REQUIRED ACTION 1> In the review, rewrite the paragraph beginning "The groups differ from Coward's original selection" as a shorter list that keeps its main facts.
REQUIRED ACTION 2> Summarize the review in two sentences.

On the day of the London marathon, an award for endurance is deserved by director Tom Littler, the mastermind behind this revival of one-act plays by Noël Coward. Presented as three trilogies – that you can happily attend separately and in any order – the chance to see these seldom performed works classes as a Theatrical Event. With nine actors preforming 75 roles, everyone should agree it deserves those capital letters.
The groups differ from Coward’s original selection but still showcase his writing perfectly. As a comedian, Coward is seldom bettered, his plays full of wit and delicious satire driven by great observations. But we also have Coward as a writer of romance, with insight into the power and pain of love. And he’s an artist full of original ideas. Littler’s skill is to treat each text seriously, to understand the complexity of its construction, and every play benefits from this intelligence and respect.
See one, or even better see all three; it’s tough to recommend a favourite but here are some highlights based on the groups as titled.

EXERCISE DATA>
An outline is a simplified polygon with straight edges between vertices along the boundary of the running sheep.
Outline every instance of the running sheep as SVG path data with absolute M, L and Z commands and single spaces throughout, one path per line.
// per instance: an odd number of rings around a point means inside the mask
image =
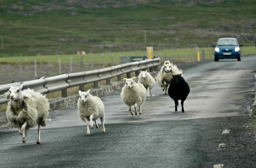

ANSWER 1>
- The groups differ from Coward's original selection but still showcase his writing perfectly.
- As a comedian, Coward is seldom bettered; his plays are full of wit and satire driven by great observations.
- He also writes romance, with insight into the power and pain of love.
- He is an artist full of original ideas.
- Littler treats each text seriously and understands its complex construction, and every play benefits.

ANSWER 2> Director Tom Littler has revived seldom performed one-act plays by Noël Coward as three trilogies that can be seen separately and in any order, with nine actors performing 75 roles. The groups show Coward as a comedian, a writer of romance and an artist full of original ideas, and Littler's serious, intelligent treatment of each text benefits every play.